DATA TO USE: Begin

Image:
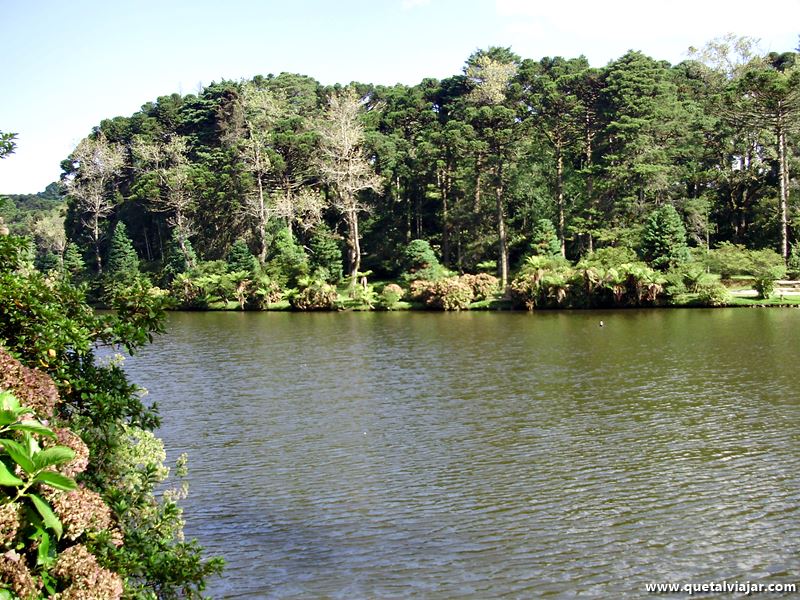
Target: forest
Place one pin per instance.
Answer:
(539, 177)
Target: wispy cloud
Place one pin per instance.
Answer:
(411, 4)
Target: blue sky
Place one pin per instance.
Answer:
(68, 65)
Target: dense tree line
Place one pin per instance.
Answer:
(473, 164)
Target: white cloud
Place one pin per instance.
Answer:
(409, 4)
(605, 30)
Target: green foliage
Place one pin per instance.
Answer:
(418, 255)
(362, 296)
(552, 282)
(288, 262)
(47, 324)
(326, 254)
(176, 260)
(664, 239)
(391, 295)
(793, 264)
(729, 259)
(123, 262)
(240, 258)
(73, 265)
(420, 263)
(313, 294)
(544, 241)
(449, 293)
(765, 266)
(483, 285)
(713, 293)
(7, 143)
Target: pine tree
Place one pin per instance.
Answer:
(73, 265)
(326, 253)
(177, 260)
(240, 258)
(123, 262)
(664, 239)
(545, 240)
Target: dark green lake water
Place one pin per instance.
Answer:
(484, 455)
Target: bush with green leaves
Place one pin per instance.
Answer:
(325, 252)
(362, 296)
(391, 294)
(288, 261)
(240, 258)
(450, 293)
(544, 240)
(712, 293)
(313, 294)
(766, 266)
(177, 260)
(45, 517)
(729, 259)
(419, 262)
(664, 239)
(123, 262)
(483, 285)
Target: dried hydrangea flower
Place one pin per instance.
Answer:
(88, 580)
(80, 510)
(33, 388)
(9, 523)
(14, 573)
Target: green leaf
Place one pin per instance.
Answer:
(52, 456)
(49, 517)
(7, 417)
(44, 558)
(19, 454)
(7, 477)
(8, 401)
(32, 426)
(56, 480)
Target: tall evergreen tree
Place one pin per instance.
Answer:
(123, 262)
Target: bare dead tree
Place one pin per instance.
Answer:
(344, 166)
(168, 162)
(96, 165)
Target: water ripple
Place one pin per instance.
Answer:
(484, 455)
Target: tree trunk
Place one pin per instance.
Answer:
(443, 181)
(96, 241)
(502, 235)
(560, 199)
(354, 246)
(262, 223)
(784, 189)
(589, 184)
(476, 207)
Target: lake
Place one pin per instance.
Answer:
(484, 454)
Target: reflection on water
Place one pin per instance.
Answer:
(485, 454)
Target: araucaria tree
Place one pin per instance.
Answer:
(95, 165)
(249, 131)
(168, 169)
(345, 167)
(493, 117)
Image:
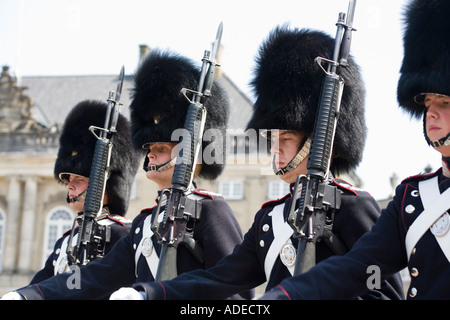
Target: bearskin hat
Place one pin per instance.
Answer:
(159, 107)
(287, 84)
(77, 145)
(426, 61)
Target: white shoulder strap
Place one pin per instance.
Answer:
(145, 247)
(435, 205)
(282, 233)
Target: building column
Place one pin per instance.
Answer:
(28, 221)
(12, 225)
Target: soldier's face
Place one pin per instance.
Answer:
(438, 119)
(285, 145)
(160, 153)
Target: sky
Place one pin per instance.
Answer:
(67, 37)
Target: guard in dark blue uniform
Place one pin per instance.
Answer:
(72, 168)
(413, 231)
(287, 85)
(158, 108)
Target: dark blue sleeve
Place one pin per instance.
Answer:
(97, 280)
(235, 273)
(350, 276)
(48, 270)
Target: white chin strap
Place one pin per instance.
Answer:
(445, 141)
(300, 156)
(161, 167)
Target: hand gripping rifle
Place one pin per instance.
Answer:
(180, 207)
(93, 237)
(313, 220)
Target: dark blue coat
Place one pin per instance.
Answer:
(57, 262)
(217, 232)
(385, 248)
(245, 268)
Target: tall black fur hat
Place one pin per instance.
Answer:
(77, 146)
(426, 61)
(287, 84)
(158, 107)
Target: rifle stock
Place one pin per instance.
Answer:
(93, 237)
(180, 207)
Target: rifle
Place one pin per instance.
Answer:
(180, 205)
(313, 220)
(93, 237)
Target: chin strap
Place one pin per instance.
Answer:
(160, 167)
(299, 157)
(441, 142)
(437, 143)
(80, 197)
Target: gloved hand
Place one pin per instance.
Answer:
(12, 296)
(127, 293)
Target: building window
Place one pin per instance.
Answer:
(232, 190)
(59, 220)
(2, 237)
(277, 189)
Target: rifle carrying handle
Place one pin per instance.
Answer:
(184, 168)
(100, 160)
(322, 142)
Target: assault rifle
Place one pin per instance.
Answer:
(93, 237)
(180, 205)
(313, 220)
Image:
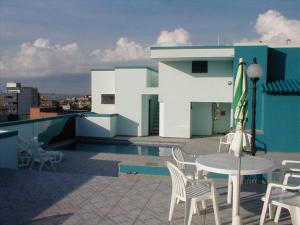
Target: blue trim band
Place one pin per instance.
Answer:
(8, 134)
(93, 114)
(126, 67)
(191, 47)
(18, 122)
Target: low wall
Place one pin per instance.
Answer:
(96, 125)
(48, 130)
(8, 149)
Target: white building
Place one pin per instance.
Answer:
(192, 94)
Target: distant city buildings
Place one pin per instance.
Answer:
(18, 102)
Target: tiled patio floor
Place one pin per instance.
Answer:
(31, 197)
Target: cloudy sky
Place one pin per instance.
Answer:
(53, 44)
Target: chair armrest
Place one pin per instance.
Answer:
(286, 165)
(282, 186)
(284, 162)
(202, 181)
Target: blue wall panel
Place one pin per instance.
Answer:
(278, 116)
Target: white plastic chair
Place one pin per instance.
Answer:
(289, 166)
(57, 156)
(282, 196)
(226, 140)
(40, 157)
(191, 192)
(185, 162)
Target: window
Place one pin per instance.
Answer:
(199, 66)
(107, 99)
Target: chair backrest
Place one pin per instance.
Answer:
(178, 156)
(34, 147)
(23, 145)
(179, 181)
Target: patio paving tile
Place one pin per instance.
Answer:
(47, 198)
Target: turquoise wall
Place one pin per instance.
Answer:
(278, 116)
(282, 123)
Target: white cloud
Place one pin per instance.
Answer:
(43, 58)
(274, 28)
(125, 50)
(177, 37)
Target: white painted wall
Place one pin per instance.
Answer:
(102, 82)
(202, 121)
(96, 126)
(179, 87)
(128, 85)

DATA TO USE: End

ASSIGNMENT: Select every line above that contains the word "strap", and copy it.

REPLY TO THE EXERCISE:
Target: white shoulder strap
Target: white chin strap
Target: chin strap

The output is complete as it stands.